'''

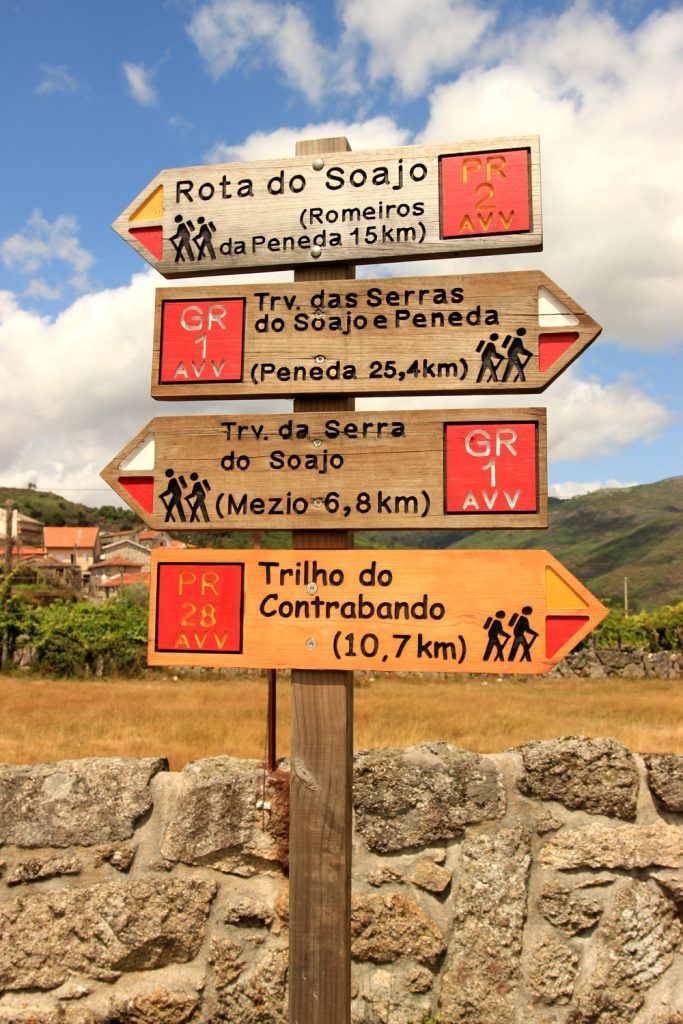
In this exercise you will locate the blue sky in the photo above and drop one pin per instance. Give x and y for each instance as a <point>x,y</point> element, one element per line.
<point>99,97</point>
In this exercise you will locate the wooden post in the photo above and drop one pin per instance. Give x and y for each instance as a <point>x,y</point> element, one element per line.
<point>322,777</point>
<point>6,585</point>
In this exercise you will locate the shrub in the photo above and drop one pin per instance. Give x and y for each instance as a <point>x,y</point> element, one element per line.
<point>651,631</point>
<point>83,639</point>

'''

Exercise brief →
Every line of the material should be repeated precisely; pictures are to be excluded.

Response area →
In this exercise you will locate the blue sky in the photo above and drop one pin per instance. Give x and y for each instance as a <point>x,y</point> element, one element per line.
<point>99,97</point>
In this exercise you will locate the wooden post in the photo above and drop one pin per instance. Give x and y for each instance as a <point>x,y</point> element, one element per line.
<point>322,777</point>
<point>6,585</point>
In this exercise you will locate the shrub in the photo above and drop one pin per instance. Give x and y for each instance as a <point>x,y</point> element, one element per line.
<point>651,631</point>
<point>83,639</point>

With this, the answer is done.